What to do:
Every line of the data below is to be duplicated exactly, pictures excepted.

(Provided material Opens)

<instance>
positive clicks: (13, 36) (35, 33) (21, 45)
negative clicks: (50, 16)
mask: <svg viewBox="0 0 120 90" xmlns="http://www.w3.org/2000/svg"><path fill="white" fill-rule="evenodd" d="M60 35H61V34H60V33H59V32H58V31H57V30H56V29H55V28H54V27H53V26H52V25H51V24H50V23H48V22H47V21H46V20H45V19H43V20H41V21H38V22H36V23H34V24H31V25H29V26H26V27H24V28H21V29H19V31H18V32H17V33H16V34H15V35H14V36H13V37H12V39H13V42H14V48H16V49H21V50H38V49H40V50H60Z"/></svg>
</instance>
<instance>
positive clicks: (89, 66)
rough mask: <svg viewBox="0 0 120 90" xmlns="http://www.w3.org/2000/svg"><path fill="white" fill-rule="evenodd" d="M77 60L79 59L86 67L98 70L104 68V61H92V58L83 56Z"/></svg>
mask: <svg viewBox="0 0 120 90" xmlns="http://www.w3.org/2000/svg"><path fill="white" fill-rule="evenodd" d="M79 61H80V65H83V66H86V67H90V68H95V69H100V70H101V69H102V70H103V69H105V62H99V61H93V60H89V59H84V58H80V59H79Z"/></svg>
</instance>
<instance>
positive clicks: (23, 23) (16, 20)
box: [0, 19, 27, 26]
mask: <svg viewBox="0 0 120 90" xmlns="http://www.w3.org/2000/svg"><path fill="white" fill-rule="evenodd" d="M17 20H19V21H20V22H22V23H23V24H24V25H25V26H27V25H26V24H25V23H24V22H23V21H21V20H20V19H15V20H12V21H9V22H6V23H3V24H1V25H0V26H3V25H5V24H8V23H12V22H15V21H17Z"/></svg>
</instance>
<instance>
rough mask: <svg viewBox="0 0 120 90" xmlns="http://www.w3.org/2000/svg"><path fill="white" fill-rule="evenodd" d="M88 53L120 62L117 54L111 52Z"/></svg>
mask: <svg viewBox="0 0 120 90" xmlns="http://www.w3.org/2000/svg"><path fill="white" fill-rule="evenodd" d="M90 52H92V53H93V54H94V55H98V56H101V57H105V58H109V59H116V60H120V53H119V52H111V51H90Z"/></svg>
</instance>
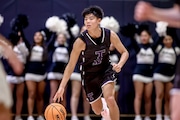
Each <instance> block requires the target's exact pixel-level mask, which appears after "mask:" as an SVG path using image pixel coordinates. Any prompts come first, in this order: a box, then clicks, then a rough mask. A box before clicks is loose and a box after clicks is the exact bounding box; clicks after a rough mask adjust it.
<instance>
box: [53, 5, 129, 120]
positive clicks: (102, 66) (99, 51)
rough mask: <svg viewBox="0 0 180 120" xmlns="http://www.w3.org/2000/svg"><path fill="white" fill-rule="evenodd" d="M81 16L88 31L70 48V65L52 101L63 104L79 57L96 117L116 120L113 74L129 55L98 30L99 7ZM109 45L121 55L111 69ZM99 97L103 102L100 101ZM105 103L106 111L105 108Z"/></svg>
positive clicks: (81, 67)
mask: <svg viewBox="0 0 180 120" xmlns="http://www.w3.org/2000/svg"><path fill="white" fill-rule="evenodd" d="M82 15H83V17H84V24H85V26H86V28H87V30H85V31H84V32H83V33H82V34H81V35H80V36H79V37H78V38H77V39H76V41H75V43H74V45H73V50H72V52H71V56H70V61H69V63H68V65H67V67H66V69H65V72H64V76H63V79H62V82H61V84H60V86H59V89H58V91H57V93H56V95H55V96H54V101H57V102H59V101H60V100H63V93H64V88H65V86H66V84H67V82H68V80H69V78H70V75H71V73H72V72H73V70H74V67H75V65H76V62H77V60H78V58H79V56H80V61H79V63H80V65H81V67H80V68H81V74H82V84H83V85H84V89H85V91H86V95H87V98H88V100H89V102H90V104H91V107H92V110H93V111H94V113H95V114H97V115H100V114H101V115H102V116H103V117H104V119H105V120H119V119H120V116H119V108H118V106H117V103H116V100H115V98H114V85H115V81H114V80H115V72H120V71H121V69H122V67H123V65H124V64H125V62H126V61H127V59H128V56H129V54H128V51H127V50H126V48H125V47H124V46H123V44H122V43H121V41H120V39H119V37H118V36H117V34H116V33H115V32H113V31H110V30H108V29H105V28H101V27H100V26H99V24H100V22H101V19H102V18H103V11H102V9H101V8H100V7H98V6H90V7H88V8H85V9H84V11H83V12H82ZM111 43H112V44H113V45H114V47H115V48H116V49H117V51H118V52H119V53H120V54H121V58H120V61H119V62H118V64H113V65H111V63H110V62H109V46H110V44H111ZM102 94H103V96H104V98H105V101H102V100H101V96H102ZM102 102H103V103H102ZM106 103H107V106H108V108H109V109H108V108H107V106H106V105H105V104H106ZM103 109H104V110H103ZM109 112H110V114H109Z"/></svg>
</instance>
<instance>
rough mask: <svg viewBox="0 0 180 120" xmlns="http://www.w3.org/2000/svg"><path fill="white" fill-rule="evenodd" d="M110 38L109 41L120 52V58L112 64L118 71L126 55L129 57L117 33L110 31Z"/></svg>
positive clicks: (116, 69) (114, 68) (122, 66)
mask: <svg viewBox="0 0 180 120" xmlns="http://www.w3.org/2000/svg"><path fill="white" fill-rule="evenodd" d="M110 40H111V43H112V44H113V45H114V47H115V48H116V50H117V51H118V52H119V53H120V54H121V58H120V60H119V62H118V64H115V65H114V66H113V69H115V71H116V72H120V71H121V68H122V67H123V66H124V64H125V63H126V61H127V59H128V57H129V53H128V51H127V49H126V48H125V47H124V45H123V44H122V42H121V40H120V39H119V37H118V35H117V34H116V33H115V32H113V31H111V37H110Z"/></svg>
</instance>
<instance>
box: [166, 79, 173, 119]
mask: <svg viewBox="0 0 180 120" xmlns="http://www.w3.org/2000/svg"><path fill="white" fill-rule="evenodd" d="M172 87H173V84H172V82H167V83H165V92H164V100H165V104H164V113H165V115H164V120H170V117H169V116H170V108H169V106H170V94H169V91H170V90H171V89H172Z"/></svg>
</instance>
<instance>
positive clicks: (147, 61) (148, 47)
mask: <svg viewBox="0 0 180 120" xmlns="http://www.w3.org/2000/svg"><path fill="white" fill-rule="evenodd" d="M154 57H155V55H154V52H153V50H152V48H151V47H150V46H143V47H141V48H140V50H139V53H138V54H137V56H136V58H137V64H153V63H154Z"/></svg>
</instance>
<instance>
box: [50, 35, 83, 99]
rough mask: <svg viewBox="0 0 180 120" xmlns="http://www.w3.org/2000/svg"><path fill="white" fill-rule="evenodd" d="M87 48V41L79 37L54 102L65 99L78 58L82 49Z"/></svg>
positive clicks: (59, 87) (62, 79) (71, 54)
mask: <svg viewBox="0 0 180 120" xmlns="http://www.w3.org/2000/svg"><path fill="white" fill-rule="evenodd" d="M84 49H85V43H84V42H83V41H82V40H81V39H80V38H78V39H77V40H76V41H75V42H74V45H73V49H72V51H71V55H70V59H69V62H68V64H67V66H66V69H65V71H64V76H63V78H62V81H61V84H60V86H59V89H58V91H57V93H56V95H55V96H54V99H53V100H54V102H56V100H57V102H60V100H63V96H62V95H63V93H64V88H65V87H66V85H67V82H68V80H69V78H70V76H71V74H72V72H73V71H74V68H75V66H76V63H77V60H78V58H79V55H80V53H81V51H82V50H84Z"/></svg>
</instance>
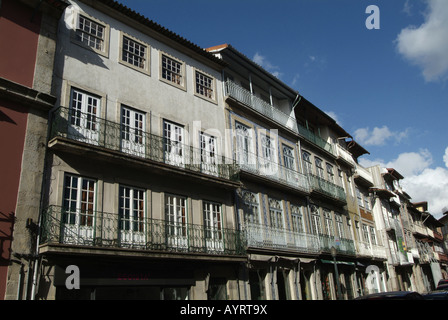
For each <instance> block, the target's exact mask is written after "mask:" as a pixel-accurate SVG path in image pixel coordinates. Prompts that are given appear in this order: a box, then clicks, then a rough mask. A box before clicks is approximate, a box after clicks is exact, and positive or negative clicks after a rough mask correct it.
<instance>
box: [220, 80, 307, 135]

(Provided material Closes)

Task output:
<instance>
positive clicks: (13, 36) (35, 33) (21, 45)
negative clicks: (50, 16)
mask: <svg viewBox="0 0 120 90" xmlns="http://www.w3.org/2000/svg"><path fill="white" fill-rule="evenodd" d="M60 35H61V34H60V33H59V32H58V31H57V30H56V29H55V28H54V27H53V26H52V25H51V24H50V23H48V22H47V21H46V20H45V19H43V20H41V21H38V22H36V23H34V24H31V25H29V26H26V27H24V28H21V29H19V31H18V32H17V33H16V34H15V35H14V36H13V37H12V39H13V42H14V48H16V49H21V50H38V49H40V50H60Z"/></svg>
</instance>
<instance>
positive clicks: (89, 66)
rough mask: <svg viewBox="0 0 120 90" xmlns="http://www.w3.org/2000/svg"><path fill="white" fill-rule="evenodd" d="M77 60L79 59L86 67L98 70L104 68V61H92V58L83 56Z"/></svg>
mask: <svg viewBox="0 0 120 90" xmlns="http://www.w3.org/2000/svg"><path fill="white" fill-rule="evenodd" d="M79 61H80V65H83V66H86V67H90V68H95V69H100V70H101V69H102V70H103V69H105V62H99V61H93V60H89V59H84V58H80V59H79Z"/></svg>
</instance>
<instance>
positive clicks: (23, 23) (16, 20)
box: [0, 19, 27, 26]
mask: <svg viewBox="0 0 120 90" xmlns="http://www.w3.org/2000/svg"><path fill="white" fill-rule="evenodd" d="M17 20H19V21H20V22H22V23H23V24H24V25H25V26H27V25H26V24H25V23H24V22H23V21H21V20H20V19H15V20H12V21H9V22H6V23H3V24H1V25H0V26H3V25H5V24H8V23H12V22H15V21H17Z"/></svg>
</instance>
<instance>
rough mask: <svg viewBox="0 0 120 90" xmlns="http://www.w3.org/2000/svg"><path fill="white" fill-rule="evenodd" d="M88 53L120 62L117 54L111 52Z"/></svg>
mask: <svg viewBox="0 0 120 90" xmlns="http://www.w3.org/2000/svg"><path fill="white" fill-rule="evenodd" d="M90 52H92V53H93V54H94V55H98V56H101V57H105V58H109V59H116V60H120V53H119V52H111V51H90Z"/></svg>
</instance>
Each <instance> block requires the target's exact pixel-level mask, which appears after "mask:" as an SVG path using image pixel coordinates. Any prompts come first, in this order: a box, then clicks, then a rough mask. A box before clicks is loose and a box after clicks is the exact bounding box; clicks after a rough mask adjust it.
<instance>
box: [53, 5, 129, 120]
positive clicks: (102, 66) (99, 51)
rough mask: <svg viewBox="0 0 180 120" xmlns="http://www.w3.org/2000/svg"><path fill="white" fill-rule="evenodd" d="M81 16L88 31L70 48V65L52 101L63 104L79 57L96 117L116 120L113 74L129 55L98 30L99 7ZM109 45L121 55L111 69ZM99 97L103 102L100 101ZM105 103L106 111L105 108Z"/></svg>
positive clicks: (81, 67)
mask: <svg viewBox="0 0 180 120" xmlns="http://www.w3.org/2000/svg"><path fill="white" fill-rule="evenodd" d="M82 15H83V17H84V24H85V26H86V28H87V30H85V31H84V32H83V33H82V34H81V35H80V36H79V37H78V38H77V39H76V41H75V43H74V45H73V50H72V52H71V56H70V61H69V63H68V65H67V67H66V69H65V72H64V76H63V79H62V82H61V84H60V86H59V89H58V91H57V93H56V95H55V96H54V101H57V102H59V101H60V100H63V93H64V88H65V86H66V84H67V82H68V80H69V78H70V75H71V73H72V72H73V70H74V67H75V65H76V62H77V60H78V58H79V56H80V61H79V63H80V65H81V67H80V68H81V74H82V84H83V85H84V89H85V91H86V95H87V98H88V100H89V102H90V104H91V107H92V110H93V111H94V113H95V114H97V115H100V114H101V115H102V116H103V117H104V119H105V120H119V119H120V116H119V108H118V106H117V103H116V100H115V98H114V85H115V81H114V80H115V72H120V71H121V69H122V67H123V65H124V64H125V62H126V61H127V59H128V56H129V54H128V51H127V50H126V48H125V47H124V46H123V44H122V43H121V41H120V39H119V37H118V36H117V34H116V33H115V32H113V31H110V30H108V29H105V28H101V27H100V26H99V24H100V22H101V19H102V18H103V11H102V9H101V8H100V7H98V6H90V7H88V8H85V9H84V11H83V12H82ZM111 43H112V44H113V45H114V47H115V48H116V49H117V51H118V52H119V53H120V54H121V58H120V61H119V62H118V64H113V65H111V63H110V62H109V46H110V44H111ZM102 94H103V96H104V98H105V101H102V100H101V96H102ZM102 102H103V103H102ZM106 103H107V106H108V108H109V109H108V108H107V106H106V105H105V104H106ZM103 109H104V110H103ZM109 112H110V114H109Z"/></svg>
</instance>
<instance>
rough mask: <svg viewBox="0 0 180 120" xmlns="http://www.w3.org/2000/svg"><path fill="white" fill-rule="evenodd" d="M110 38L109 41L120 52V58L112 64L118 71L126 55L129 57L117 33L110 31Z"/></svg>
positive clicks: (116, 69) (114, 68) (122, 66)
mask: <svg viewBox="0 0 180 120" xmlns="http://www.w3.org/2000/svg"><path fill="white" fill-rule="evenodd" d="M110 40H111V43H112V44H113V45H114V47H115V48H116V50H117V51H118V52H119V53H120V54H121V58H120V60H119V62H118V64H115V65H114V66H113V69H115V71H116V72H120V71H121V68H122V67H123V66H124V64H125V63H126V61H127V59H128V57H129V53H128V51H127V49H126V48H125V47H124V45H123V44H122V42H121V40H120V39H119V37H118V35H117V34H116V33H115V32H113V31H111V37H110Z"/></svg>
</instance>
<instance>
box: [166, 79, 173, 119]
mask: <svg viewBox="0 0 180 120" xmlns="http://www.w3.org/2000/svg"><path fill="white" fill-rule="evenodd" d="M172 87H173V84H172V82H167V83H165V92H164V100H165V104H164V113H165V115H164V120H170V117H169V116H170V108H169V106H170V94H169V91H170V90H171V89H172Z"/></svg>
</instance>
<instance>
positive clicks: (147, 61) (148, 47)
mask: <svg viewBox="0 0 180 120" xmlns="http://www.w3.org/2000/svg"><path fill="white" fill-rule="evenodd" d="M154 57H155V55H154V52H153V50H152V48H151V47H150V46H143V47H141V48H140V50H139V53H138V54H137V56H136V58H137V64H153V63H154Z"/></svg>
</instance>
<instance>
box: [50, 35, 83, 99]
rough mask: <svg viewBox="0 0 180 120" xmlns="http://www.w3.org/2000/svg"><path fill="white" fill-rule="evenodd" d="M87 48V41L79 37L54 102L65 99L78 58L82 49Z"/></svg>
positive clicks: (59, 87) (62, 79) (71, 54)
mask: <svg viewBox="0 0 180 120" xmlns="http://www.w3.org/2000/svg"><path fill="white" fill-rule="evenodd" d="M84 49H85V43H84V42H83V41H82V40H81V39H80V38H78V39H77V40H76V41H75V42H74V45H73V49H72V51H71V55H70V59H69V62H68V64H67V66H66V69H65V71H64V76H63V78H62V81H61V84H60V86H59V89H58V91H57V93H56V95H55V96H54V99H53V100H54V102H56V100H57V102H60V100H63V96H62V95H63V93H64V88H65V87H66V85H67V82H68V80H69V78H70V76H71V74H72V72H73V71H74V68H75V66H76V63H77V60H78V58H79V55H80V53H81V51H82V50H84Z"/></svg>
</instance>
For each <instance> block, the target's exact mask is written after "mask:" as a pixel-accurate SVG path in image pixel coordinates. Prompts that are given appear in this order: a box, then clicks, then a rough mask. A box before clicks is approximate, a box after clicks is exact, and positive or negative clicks after a rough mask correct it.
<instance>
box: [220, 80, 307, 135]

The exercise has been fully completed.